* Work order *
Begin at the line below that has "Target: ceiling fan light kit" and stop after the line that has "An instance of the dark". Please restate only those lines, word for word.

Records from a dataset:

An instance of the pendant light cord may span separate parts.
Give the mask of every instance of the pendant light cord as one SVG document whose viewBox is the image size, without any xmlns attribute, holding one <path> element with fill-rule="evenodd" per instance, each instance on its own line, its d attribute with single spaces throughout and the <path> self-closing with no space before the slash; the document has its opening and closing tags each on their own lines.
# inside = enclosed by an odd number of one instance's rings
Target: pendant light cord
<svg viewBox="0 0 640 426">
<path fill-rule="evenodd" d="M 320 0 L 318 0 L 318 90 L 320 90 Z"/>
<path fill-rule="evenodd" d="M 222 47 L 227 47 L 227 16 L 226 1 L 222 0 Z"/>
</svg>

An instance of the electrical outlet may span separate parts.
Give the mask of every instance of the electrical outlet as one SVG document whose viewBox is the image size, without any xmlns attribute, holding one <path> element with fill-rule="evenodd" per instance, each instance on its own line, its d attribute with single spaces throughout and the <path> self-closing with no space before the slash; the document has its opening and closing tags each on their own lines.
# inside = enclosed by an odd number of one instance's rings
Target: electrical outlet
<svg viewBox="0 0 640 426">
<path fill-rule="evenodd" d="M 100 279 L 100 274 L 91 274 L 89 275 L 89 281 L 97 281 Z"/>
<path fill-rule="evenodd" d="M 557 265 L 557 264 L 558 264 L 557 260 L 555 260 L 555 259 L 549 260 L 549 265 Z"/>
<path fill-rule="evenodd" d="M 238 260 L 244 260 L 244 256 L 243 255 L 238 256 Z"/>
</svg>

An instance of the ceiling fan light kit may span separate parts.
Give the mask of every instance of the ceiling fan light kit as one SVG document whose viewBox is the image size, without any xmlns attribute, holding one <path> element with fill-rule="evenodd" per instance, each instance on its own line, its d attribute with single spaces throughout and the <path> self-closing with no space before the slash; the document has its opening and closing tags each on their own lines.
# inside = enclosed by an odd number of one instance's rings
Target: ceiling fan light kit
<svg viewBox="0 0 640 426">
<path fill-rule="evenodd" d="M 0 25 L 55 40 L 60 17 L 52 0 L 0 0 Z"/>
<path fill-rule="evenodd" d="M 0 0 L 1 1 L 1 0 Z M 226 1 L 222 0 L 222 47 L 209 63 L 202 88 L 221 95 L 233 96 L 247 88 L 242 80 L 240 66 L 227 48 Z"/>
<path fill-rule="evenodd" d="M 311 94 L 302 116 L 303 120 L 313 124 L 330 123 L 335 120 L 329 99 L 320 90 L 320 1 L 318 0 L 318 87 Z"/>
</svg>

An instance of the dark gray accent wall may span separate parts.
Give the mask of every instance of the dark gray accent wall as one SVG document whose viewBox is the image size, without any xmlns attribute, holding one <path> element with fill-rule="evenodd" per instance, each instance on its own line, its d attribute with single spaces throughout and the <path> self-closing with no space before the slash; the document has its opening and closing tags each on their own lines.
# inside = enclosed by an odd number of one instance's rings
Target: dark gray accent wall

* Written reply *
Target: ceiling fan light kit
<svg viewBox="0 0 640 426">
<path fill-rule="evenodd" d="M 0 25 L 55 40 L 60 17 L 52 0 L 0 0 Z"/>
<path fill-rule="evenodd" d="M 0 0 L 1 1 L 1 0 Z M 226 1 L 222 0 L 222 47 L 209 63 L 202 88 L 221 95 L 233 96 L 247 88 L 242 80 L 240 66 L 227 48 Z"/>
<path fill-rule="evenodd" d="M 311 94 L 302 116 L 303 120 L 313 124 L 330 123 L 335 120 L 329 99 L 320 90 L 320 1 L 318 0 L 318 87 Z"/>
</svg>

An instance of the dark gray accent wall may span separate parts.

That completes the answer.